> _INFORMATION SUPPLIED_:
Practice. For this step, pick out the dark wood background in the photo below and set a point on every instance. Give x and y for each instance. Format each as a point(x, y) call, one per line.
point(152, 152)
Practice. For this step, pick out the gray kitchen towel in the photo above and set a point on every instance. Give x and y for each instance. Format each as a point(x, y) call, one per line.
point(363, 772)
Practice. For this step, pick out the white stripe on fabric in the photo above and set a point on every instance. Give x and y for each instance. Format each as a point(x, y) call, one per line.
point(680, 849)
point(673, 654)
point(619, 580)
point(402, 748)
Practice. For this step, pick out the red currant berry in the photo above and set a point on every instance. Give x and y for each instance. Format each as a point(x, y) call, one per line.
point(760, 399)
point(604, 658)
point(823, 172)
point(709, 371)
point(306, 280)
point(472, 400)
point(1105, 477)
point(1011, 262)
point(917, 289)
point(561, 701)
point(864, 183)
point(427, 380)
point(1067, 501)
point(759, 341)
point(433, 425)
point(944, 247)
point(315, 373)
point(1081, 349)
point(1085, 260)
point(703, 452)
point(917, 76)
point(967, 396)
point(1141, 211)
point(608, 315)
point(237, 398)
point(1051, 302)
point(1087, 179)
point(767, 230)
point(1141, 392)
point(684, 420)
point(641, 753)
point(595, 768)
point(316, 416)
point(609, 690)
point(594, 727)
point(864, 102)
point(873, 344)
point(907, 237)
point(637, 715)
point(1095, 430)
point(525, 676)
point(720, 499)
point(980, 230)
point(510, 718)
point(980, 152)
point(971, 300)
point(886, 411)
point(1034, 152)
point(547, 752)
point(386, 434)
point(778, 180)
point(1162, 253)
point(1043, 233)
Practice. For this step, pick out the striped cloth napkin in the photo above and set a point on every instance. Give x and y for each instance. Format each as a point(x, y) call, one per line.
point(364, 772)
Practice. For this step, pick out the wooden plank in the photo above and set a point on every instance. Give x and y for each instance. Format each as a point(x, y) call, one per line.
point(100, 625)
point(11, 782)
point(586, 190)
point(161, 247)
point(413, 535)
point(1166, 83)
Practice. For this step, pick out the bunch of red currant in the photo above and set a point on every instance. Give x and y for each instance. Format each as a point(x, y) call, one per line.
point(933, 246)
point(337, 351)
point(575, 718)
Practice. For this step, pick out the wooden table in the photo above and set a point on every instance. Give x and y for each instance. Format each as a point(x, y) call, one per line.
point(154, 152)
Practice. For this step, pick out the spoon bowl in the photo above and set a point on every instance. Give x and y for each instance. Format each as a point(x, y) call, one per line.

> _WORK TASK_:
Retype each line of the listing exactly as it was given above.

> _EXERCISE ANSWER_:
Practice. For this step, pick out the dark wood background in the photo below and set a point on every instance. Give x and y for each instance. Format each as a point(x, y) call, one per line.
point(152, 152)
Practice. For this step, pick out the gray kitchen towel in the photo above and set a point on every instance. Give x and y for each instance. Format each as a point(x, y) call, one per line.
point(363, 772)
Practice. For this step, pick out the white stripe on fabric in the photo above and set a point on every instance. Give x and y for each instance. Format each as a point(x, y) call, one per line.
point(680, 849)
point(673, 654)
point(619, 580)
point(402, 748)
Practice. For this step, pick out the red currant berry in the photo above and set a point on every instance. Give x and y for each instance. Format each as a point(x, y) call, one per line.
point(760, 399)
point(604, 658)
point(823, 172)
point(709, 371)
point(306, 280)
point(472, 400)
point(1105, 477)
point(1011, 262)
point(917, 289)
point(561, 701)
point(864, 183)
point(427, 380)
point(1067, 501)
point(759, 341)
point(433, 425)
point(944, 247)
point(315, 373)
point(1081, 349)
point(1085, 260)
point(703, 452)
point(917, 76)
point(967, 396)
point(1141, 211)
point(608, 315)
point(237, 398)
point(1051, 302)
point(1087, 179)
point(767, 230)
point(1141, 392)
point(684, 420)
point(641, 753)
point(595, 768)
point(316, 416)
point(609, 690)
point(594, 727)
point(864, 102)
point(873, 344)
point(907, 237)
point(637, 715)
point(1095, 430)
point(525, 676)
point(720, 499)
point(980, 230)
point(510, 718)
point(980, 152)
point(971, 300)
point(886, 411)
point(1034, 152)
point(547, 752)
point(386, 434)
point(778, 180)
point(1162, 253)
point(1043, 233)
Practice. For this step, pick out the striped cloth napkin in the photo above and set a point on every instance. Give x and y for each instance. Format each as a point(x, y) call, one per line.
point(364, 772)
Practice. For this step, pick out the wooden plank in the photo above and set a point on every instance. Give x and y for each instance. Format each as a point(x, y) call, one per line.
point(100, 625)
point(11, 782)
point(586, 190)
point(161, 247)
point(413, 535)
point(1166, 83)
Practice. For this step, pick out the bunch of red currant in the photo above and set a point on every instance. Give x and y for each instance. Format each as a point(x, y) call, one per line.
point(933, 246)
point(337, 351)
point(575, 718)
Practice. For this step, pick out the wooden table in the photo above and set a point on every instance. Give x and y for each instance. Format each as a point(x, y) call, one per line.
point(154, 152)
Practice. For this step, pick out the spoon bowl in the photo above and set a point on every instance. Give x and y for each instance. Format each as a point(x, y) call, one per line.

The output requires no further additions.